**Что сделать**
1. Перепишите фрагмент текстового блока от слов «Я с тревогой» до слов «чем полный запрет.» включительно, подставив «табакокурение» вместо «курение».
2. Определите, соответствуют ли текстовому блоку утверждения ниже. На каждое ответьте «да» или «нет» и приведите точную цитату, которая это решает.
(а) Полет внутри страны может длиться три-четыре часа.
(б) Улицы в центре Чикаго грязные и шумные.
(в) Небоскребы Фрэнка Ллойда Райта в Чикаго выше тех, что теперь стоят на Манхэттене.

**Текстовый блок**
Я с тревогой читаю постановление конгресса, предлагающее запретить курение на всех внутренних авиалиниях Америки. Поскольку полет в огромной стране может занимать и три и четыре часа, мне страшно подумать, что станется с нервными окончаниями курильщиков, которые, к тому же, плохо переносят полеты. Неужели противотабачному лобби незнакомо чувство сострадания? Почему бы им просто не задерживать дыхание? Хотя мы якобы находимся на Земле Свободы, цензурная пропаганда и, как следствие, сама цензура, которая слывет за «осведомленность», повсюду. Но это все же лучше, чем полный запрет.

В ГОРОДЕ

Чикаго — лучший пример того, что происходит с людьми, если их лишить выпивки — большой, красивый город с возвышающимися небоскребами Фрэнка Ллойда Райта, которые кажутся карликами по сравнению с теми, что теперь стоят на Манхэттене, расположен на берегу озера, по сравнению с которым Ла-Манш кажется тонкой струйкой воды, просочившейся из цистерны. Улицы в центре города такие же чистые и безжизненные, как в Ли-Кваг-Е в Сингапуре. С Чикаго Аль Капоне в 80-х проделали то, что надеются сделать с Глазго Джимми Бойла и Эдди Линдена в 90-х: вычистить реалистичный образ «города ножей» и населить его людьми в костюмах от Армани и стодолларовых галстуках.

**Фрагмент набора данных**
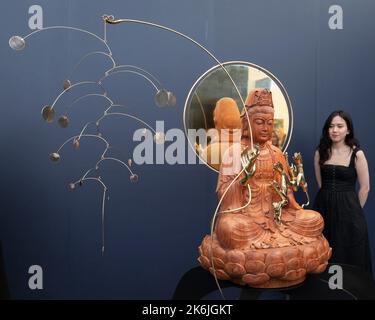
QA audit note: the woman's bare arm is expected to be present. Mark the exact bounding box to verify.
[314,150,322,188]
[355,150,370,208]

**Ответы к заданиям**
1.
Я с тревогой читаю постановление конгресса, предлагающее запретить табакокурение на всех внутренних авиалиниях Америки. Поскольку полет в огромной стране может занимать и три и четыре часа, мне страшно подумать, что станется с нервными окончаниями курильщиков, которые, к тому же, плохо переносят полеты. Неужели противотабачному лобби незнакомо чувство сострадания? Почему бы им просто не задерживать дыхание? Хотя мы якобы находимся на Земле Свободы, цензурная пропаганда и, как следствие, сама цензура, которая слывет за «осведомленность», повсюду. Но это все же лучше, чем полный запрет.

2.
(а) Да: «полет в огромной стране может занимать и три и четыре часа».
(б) Нет: «Улицы в центре города такие же чистые и безжизненные, как в Ли-Кваг-Е в Сингапуре».
(в) Нет: «кажутся карликами по сравнению с теми, что теперь стоят на Манхэттене».